Stated task :: Your task is to reproduce exactly the lines from the line with "Reviewer note: make sure every instance of the blue desk leg" through the end of the records below.

┌──

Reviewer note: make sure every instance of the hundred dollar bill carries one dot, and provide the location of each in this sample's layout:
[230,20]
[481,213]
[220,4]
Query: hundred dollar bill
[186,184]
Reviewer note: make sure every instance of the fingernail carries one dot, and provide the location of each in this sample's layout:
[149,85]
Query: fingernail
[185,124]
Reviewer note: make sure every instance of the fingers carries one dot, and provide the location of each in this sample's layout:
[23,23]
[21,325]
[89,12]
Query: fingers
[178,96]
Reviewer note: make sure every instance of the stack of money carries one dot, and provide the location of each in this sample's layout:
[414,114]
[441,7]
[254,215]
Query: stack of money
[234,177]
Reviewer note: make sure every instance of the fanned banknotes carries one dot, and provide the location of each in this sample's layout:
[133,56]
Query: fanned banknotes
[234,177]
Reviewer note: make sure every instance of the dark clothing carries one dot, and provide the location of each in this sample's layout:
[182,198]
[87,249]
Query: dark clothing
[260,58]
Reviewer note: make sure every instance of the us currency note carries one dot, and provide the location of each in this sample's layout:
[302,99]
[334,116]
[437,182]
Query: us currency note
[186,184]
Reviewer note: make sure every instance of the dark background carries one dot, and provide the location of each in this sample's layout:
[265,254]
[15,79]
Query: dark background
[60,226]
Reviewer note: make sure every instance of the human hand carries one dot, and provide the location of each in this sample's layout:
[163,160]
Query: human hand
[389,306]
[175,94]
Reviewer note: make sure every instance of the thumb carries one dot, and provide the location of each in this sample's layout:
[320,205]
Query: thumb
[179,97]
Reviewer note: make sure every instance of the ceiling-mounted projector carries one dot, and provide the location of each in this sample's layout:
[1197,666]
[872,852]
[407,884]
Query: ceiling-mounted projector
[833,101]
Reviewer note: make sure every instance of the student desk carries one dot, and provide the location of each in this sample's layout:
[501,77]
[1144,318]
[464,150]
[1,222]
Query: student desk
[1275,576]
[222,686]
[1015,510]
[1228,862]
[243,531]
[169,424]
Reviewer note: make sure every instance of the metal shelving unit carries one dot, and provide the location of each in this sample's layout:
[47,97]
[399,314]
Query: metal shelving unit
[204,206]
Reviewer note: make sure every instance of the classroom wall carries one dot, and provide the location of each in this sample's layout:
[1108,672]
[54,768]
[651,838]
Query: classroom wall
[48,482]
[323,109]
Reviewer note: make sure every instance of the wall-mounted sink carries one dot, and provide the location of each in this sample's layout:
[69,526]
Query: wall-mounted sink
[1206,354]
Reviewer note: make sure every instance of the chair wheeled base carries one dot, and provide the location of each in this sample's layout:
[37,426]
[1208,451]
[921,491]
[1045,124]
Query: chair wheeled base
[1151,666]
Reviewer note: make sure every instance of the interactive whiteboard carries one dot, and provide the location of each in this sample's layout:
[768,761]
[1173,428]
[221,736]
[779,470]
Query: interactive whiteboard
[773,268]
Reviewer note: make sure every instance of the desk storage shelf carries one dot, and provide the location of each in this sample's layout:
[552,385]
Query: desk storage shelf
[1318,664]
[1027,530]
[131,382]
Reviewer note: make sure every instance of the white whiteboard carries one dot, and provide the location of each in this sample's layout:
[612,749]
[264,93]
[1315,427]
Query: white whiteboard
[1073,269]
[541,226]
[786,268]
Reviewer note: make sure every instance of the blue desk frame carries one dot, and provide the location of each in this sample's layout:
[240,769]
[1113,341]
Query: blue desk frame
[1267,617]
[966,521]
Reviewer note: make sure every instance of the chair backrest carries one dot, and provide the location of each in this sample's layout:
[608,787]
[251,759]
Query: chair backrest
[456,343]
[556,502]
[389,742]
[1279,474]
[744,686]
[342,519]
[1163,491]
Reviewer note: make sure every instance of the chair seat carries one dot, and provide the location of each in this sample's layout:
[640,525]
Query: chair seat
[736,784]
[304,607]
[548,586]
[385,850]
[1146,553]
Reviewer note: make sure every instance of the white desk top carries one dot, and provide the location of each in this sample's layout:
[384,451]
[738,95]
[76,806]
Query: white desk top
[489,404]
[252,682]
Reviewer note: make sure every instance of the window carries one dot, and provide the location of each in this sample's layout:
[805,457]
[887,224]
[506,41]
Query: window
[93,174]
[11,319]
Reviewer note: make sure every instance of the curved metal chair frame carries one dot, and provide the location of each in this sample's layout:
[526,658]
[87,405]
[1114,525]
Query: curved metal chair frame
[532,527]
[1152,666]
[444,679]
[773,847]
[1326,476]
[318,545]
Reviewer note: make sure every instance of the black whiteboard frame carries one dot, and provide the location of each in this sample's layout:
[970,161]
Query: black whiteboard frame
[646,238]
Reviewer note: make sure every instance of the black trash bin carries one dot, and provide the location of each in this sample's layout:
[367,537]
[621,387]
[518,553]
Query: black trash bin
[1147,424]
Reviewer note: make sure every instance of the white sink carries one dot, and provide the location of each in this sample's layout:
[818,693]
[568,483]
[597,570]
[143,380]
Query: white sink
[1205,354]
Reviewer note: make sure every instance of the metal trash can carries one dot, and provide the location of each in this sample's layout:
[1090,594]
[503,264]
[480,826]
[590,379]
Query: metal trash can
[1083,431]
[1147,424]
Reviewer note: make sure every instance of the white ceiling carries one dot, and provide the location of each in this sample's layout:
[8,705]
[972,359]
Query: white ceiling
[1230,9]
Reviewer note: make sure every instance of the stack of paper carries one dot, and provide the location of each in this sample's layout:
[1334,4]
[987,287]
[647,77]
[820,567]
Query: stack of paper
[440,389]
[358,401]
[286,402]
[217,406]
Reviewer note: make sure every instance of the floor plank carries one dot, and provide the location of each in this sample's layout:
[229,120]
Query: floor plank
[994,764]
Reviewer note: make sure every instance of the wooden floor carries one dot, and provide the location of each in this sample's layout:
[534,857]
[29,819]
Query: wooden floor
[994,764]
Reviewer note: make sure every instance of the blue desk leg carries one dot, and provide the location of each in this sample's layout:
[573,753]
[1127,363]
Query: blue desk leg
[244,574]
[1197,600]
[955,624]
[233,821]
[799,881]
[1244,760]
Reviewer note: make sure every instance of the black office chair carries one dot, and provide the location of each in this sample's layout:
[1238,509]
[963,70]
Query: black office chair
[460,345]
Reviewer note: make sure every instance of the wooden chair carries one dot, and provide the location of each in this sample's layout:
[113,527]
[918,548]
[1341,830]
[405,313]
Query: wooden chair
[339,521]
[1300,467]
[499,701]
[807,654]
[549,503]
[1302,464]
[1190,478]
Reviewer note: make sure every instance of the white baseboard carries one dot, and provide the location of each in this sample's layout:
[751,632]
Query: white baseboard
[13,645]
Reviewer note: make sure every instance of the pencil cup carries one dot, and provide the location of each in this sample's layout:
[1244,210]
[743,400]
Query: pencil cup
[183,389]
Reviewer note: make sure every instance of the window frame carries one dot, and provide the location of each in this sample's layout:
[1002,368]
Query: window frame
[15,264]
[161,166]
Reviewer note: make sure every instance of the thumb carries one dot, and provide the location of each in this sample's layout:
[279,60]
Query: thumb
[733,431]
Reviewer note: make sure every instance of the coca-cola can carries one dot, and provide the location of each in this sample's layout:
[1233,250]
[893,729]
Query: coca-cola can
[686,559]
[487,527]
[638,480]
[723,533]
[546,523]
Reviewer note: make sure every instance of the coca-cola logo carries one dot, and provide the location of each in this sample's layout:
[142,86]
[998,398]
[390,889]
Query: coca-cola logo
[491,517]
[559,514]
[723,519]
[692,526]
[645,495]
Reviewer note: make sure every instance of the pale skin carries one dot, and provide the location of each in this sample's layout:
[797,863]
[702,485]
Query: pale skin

└──

Output below ::
Reviewer note: make sure every instance of the blue desk leg carries one dot, and provide the location of each in this sample's layout:
[573,753]
[1127,363]
Query: blue desk leg
[244,574]
[1197,600]
[955,624]
[233,821]
[799,881]
[1244,760]
Reviewer note: make sure every instance of the black office chair carries one dot, and provide the location of each in this sample's layout:
[1238,509]
[963,70]
Query: black office chair
[460,345]
Reviewer note: make sure every instance of the wooden chair carries one dot, and provide the location of each in this sample's layout:
[113,527]
[918,548]
[1341,830]
[405,313]
Query: wooden chair
[339,521]
[1300,467]
[499,701]
[807,654]
[549,503]
[1302,464]
[1190,478]
Reviewer note: make sure every instance of the white baseboard carries one dot, and provide the location of each in this sample's layout:
[751,632]
Query: white baseboard
[13,645]
Reviewer note: make sure every instance of the pencil cup carries one dot, and provide the location of each in this sample's layout:
[1244,210]
[743,400]
Query: pencil cup
[183,389]
Reviewer note: make sure every instance of the window frame carries one dot, and provide the location of each in this sample's layout:
[1002,368]
Query: window frame
[15,264]
[161,166]
Reviewer note: make sure every instance of the thumb carries one dot, and provide the location of each in this sample's layout:
[279,60]
Query: thumb
[733,431]
Reviewer note: make sure every instance of the coca-cola can carries one dot, and provide the location of each in this sample's layout:
[1233,250]
[893,729]
Query: coca-cola can
[686,559]
[487,527]
[638,480]
[723,533]
[546,523]
Reviewer note: make sure every instance of the coca-cola logo carries one dot, and provide the location of each in this sample's layout:
[142,86]
[998,398]
[390,889]
Query: coca-cola logo
[491,517]
[559,514]
[723,519]
[692,526]
[645,495]
Reviewer note: make sure every instance of the pale skin carries one dot, and provide the location of each in this sample's layout:
[797,863]
[702,485]
Query: pale skin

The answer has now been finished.